Point labeling examples:
+ + + + +

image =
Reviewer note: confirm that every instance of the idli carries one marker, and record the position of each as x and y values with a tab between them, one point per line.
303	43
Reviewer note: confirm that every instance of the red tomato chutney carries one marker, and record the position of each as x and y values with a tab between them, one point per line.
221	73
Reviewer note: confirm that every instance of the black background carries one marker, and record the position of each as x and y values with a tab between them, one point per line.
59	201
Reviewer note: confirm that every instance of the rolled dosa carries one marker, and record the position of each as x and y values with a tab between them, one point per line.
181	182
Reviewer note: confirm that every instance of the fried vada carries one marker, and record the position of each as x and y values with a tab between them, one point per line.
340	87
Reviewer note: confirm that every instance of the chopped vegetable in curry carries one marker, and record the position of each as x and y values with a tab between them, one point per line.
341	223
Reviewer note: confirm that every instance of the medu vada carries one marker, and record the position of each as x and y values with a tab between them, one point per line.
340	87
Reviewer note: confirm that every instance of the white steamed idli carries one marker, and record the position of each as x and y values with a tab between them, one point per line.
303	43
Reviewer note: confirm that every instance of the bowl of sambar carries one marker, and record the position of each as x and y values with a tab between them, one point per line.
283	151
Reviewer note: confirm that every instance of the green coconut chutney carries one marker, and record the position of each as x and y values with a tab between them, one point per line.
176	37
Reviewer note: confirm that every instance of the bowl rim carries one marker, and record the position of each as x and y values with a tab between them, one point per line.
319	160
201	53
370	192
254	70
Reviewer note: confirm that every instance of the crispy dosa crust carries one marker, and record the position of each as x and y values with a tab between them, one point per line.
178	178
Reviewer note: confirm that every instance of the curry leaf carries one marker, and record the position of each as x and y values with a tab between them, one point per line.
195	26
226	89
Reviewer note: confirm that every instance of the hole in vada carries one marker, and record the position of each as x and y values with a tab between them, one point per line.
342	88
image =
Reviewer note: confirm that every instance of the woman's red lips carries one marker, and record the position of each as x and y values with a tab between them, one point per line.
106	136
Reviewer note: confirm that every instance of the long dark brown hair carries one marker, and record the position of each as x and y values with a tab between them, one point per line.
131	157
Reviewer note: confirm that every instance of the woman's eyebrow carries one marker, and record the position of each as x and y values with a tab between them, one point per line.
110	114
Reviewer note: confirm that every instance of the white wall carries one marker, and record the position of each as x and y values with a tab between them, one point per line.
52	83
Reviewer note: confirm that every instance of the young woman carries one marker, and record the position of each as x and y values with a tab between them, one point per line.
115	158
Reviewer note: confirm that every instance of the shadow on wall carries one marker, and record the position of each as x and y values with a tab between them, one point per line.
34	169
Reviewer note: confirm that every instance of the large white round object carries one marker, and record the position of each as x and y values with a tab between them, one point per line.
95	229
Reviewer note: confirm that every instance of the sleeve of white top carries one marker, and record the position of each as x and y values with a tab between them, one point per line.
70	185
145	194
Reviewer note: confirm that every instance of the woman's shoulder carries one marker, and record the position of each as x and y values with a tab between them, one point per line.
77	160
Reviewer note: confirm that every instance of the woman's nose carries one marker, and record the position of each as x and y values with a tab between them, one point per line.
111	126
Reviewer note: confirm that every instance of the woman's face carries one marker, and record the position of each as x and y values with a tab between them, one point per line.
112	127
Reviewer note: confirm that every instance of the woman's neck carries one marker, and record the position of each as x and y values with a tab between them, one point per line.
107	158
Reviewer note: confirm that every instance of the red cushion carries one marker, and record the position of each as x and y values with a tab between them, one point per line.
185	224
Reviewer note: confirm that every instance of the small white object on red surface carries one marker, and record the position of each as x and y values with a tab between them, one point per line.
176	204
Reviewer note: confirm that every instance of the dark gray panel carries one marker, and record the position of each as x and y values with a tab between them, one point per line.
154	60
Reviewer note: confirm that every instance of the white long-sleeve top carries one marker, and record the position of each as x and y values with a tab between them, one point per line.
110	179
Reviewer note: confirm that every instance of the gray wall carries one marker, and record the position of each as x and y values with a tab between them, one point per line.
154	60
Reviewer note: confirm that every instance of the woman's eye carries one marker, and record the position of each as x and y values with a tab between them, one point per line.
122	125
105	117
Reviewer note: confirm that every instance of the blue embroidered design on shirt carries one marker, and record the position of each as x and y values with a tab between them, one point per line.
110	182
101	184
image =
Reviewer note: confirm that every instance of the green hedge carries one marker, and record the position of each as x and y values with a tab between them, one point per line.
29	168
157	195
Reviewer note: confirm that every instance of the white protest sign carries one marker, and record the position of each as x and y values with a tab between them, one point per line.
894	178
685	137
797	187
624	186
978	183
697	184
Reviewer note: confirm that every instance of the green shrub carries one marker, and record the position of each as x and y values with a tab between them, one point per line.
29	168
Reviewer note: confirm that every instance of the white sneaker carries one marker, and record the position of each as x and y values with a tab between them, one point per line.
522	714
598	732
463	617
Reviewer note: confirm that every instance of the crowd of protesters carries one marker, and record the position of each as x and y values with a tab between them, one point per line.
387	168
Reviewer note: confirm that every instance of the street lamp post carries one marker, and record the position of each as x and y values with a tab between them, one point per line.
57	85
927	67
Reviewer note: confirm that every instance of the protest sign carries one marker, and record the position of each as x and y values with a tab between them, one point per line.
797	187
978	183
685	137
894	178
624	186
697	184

+ + + + +

Return all of the entries exactly as written.

Result of this task:
image =
Reviewer note: confirm that every instance of the idli carries one marker, and record the position of each as x and y values with a tab between them, one point per line.
303	43
Reviewer note: confirm that every instance of the red tomato chutney carries one marker, and record the position of each as x and y values with a tab between them, one point per line.
221	73
Reviewer note: confirm that every instance of the black background carries one marker, and record the position of each as x and y values with a tab between them, one point per line.
59	201
Reviewer note: confirm that every instance of the rolled dosa carries one marker, and record the position of each as x and y values with a tab between them, one point per line.
181	182
Reviewer note: confirm that every instance of the fried vada carries one marker, and record the position of each as x and y values with a tab between them, one point per line.
340	87
Reviewer note: confirm that every instance of the chopped vegetable in curry carries one marker, and record the position of each as x and y values with a tab between them, one point per line.
341	223
Reviewer note: confirm that every instance of the medu vada carries one marker, and record the position of each as x and y values with a tab between them, one point per line.
340	87
Reviewer note: confirm that every instance of the white steamed idli carries one marker, and record the position of each as x and y values with a tab between them, one point per line.
303	43
Reviewer note: confirm that every instance of the bowl of sambar carries one marker, and record the position of each as x and y values with a tab between them, one point per line.
283	151
Reviewer note: confirm that every instance of the green coconut chutney carries one marker, and record the position of each as x and y values with a tab between them, one point per line.
176	37
Reviewer note: confirm that every instance of the bowl rim carries one marker, and record the position of each as x and y values with a tab between them, one point per line.
319	160
201	53
370	192
254	70
Reviewer note: confirm that every instance of the crispy dosa crust carries one marker, and record the position of each as x and y values with a tab between them, one point per line.
178	178
Reviewer note: confirm that every instance of the curry leaf carries one marker, and record the position of each as x and y values with a tab between them, one point per line.
195	26
226	89
Reviewer note: confirm that every instance of the hole in vada carries one marker, and record the position of each as x and y values with a tab between them, one point per line.
342	88
image =
Reviewer note: confirm that every instance of the woman's red lips carries one marker, and record the position of each as x and y values with a tab between them, one point per line.
106	136
Reviewer note: confirm that every instance of the long dark brown hair carries one marker, and record the position of each as x and y values with a tab between them, one point per line.
131	157
Reviewer note: confirm that every instance of the woman's eyebrow carries one marker, and record the position of each as x and y values with a tab between them, one point per line.
110	114
Reviewer note: confirm that every instance of the white wall carries one marker, and record the position of each as x and y values with a tab between them, one point per line.
52	83
Reviewer note: confirm that every instance of the young woman carries one marker, and record the position of each as x and y values with a tab between them, one point per line.
115	158
Reviewer note: confirm that every instance of the shadow on wall carries one marker, and record the position of each as x and y values with a tab between them, one point per line.
34	169
Reviewer note: confirm that every instance of the large white round object carries one marker, and record the position of each as x and y values with a tab between them, one point per line.
95	229
Reviewer note: confirm that every instance of the sleeve of white top carries one marker, and record the position of each as x and y values with a tab between them, one point per line.
70	185
145	194
Reviewer note: confirm that every instance of the woman's shoulder carries one marker, and record the position of each as x and y values with a tab between them, one point per line.
77	160
Reviewer note: confirm that every instance of the woman's nose carries one marker, and record the position of each as x and y values with a tab between them, one point per line.
111	126
Reviewer note: confirm that every instance of the woman's face carries one marker, and record the position of each as x and y values with a tab between them, one point per line.
112	127
Reviewer note: confirm that every instance of the woman's neck carries one marker, and record the position of each as x and y values with a tab between them, one point per line.
107	158
Reviewer note: confirm that every instance of the red cushion carries one marker, and record the position of each as x and y values with a tab between them, one point per line.
185	224
Reviewer note: confirm that every instance of the small white object on red surface carries one marker, and record the position of each as x and y values with a tab between them, one point per line.
176	204
Reviewer note: confirm that every instance of the dark gray panel carries one marker, and record the position of each as x and y values with a tab between them, one point per line.
154	60
Reviewer note: confirm that every instance of the white long-sleeve top carries one marker, and record the position of each as x and y values with a tab between them, one point per line.
110	179
Reviewer note: confirm that every instance of the gray wall carries one marker, and record the position of each as x and y values with a tab between them, one point per line.
154	60
Reviewer note: confirm that every instance of the woman's eye carries one marker, and record the position of each as x and y values with a tab between them, one point per line.
122	125
105	117
Reviewer note: confirm that every instance of the blue embroidered design on shirt carries one marker, and record the position of each as x and y values with a tab between them, one point per line.
110	182
101	184
image =
Reviewer note: confirm that every instance of the green hedge carries one marker, and record the position of each as x and y values with a tab between them, one point per line.
29	168
157	195
Reviewer note: confirm that every instance of the white protest sign carries one marker, and record the position of each as x and y values with a tab between them, one point per line.
894	178
685	137
797	187
624	186
978	183
697	184
Reviewer note: confirm that every instance of the green shrub carries one marker, and record the position of each as x and y values with a tab between them, one point per line.
29	168
Reviewer note: confirm that every instance of the white sneaker carries one marker, and record the position of each as x and y values with a tab between them, one point per line.
522	714
598	732
463	617
Reviewer note: confirm that every instance of the crowd of protesters carries one marker, and record the position of each as x and y values with a tab between them, one point per line.
387	168
Reviewer note: confirm that every instance of the street lamp post carries one marker, and record the position of each as x and y values with a tab between them, one point per line.
57	85
927	67
Reviewer note: confirm that every instance of the protest sign carries one marker, and record the position of each as x and y values with a tab between them, one point per line.
797	187
978	183
685	137
894	178
624	186
697	184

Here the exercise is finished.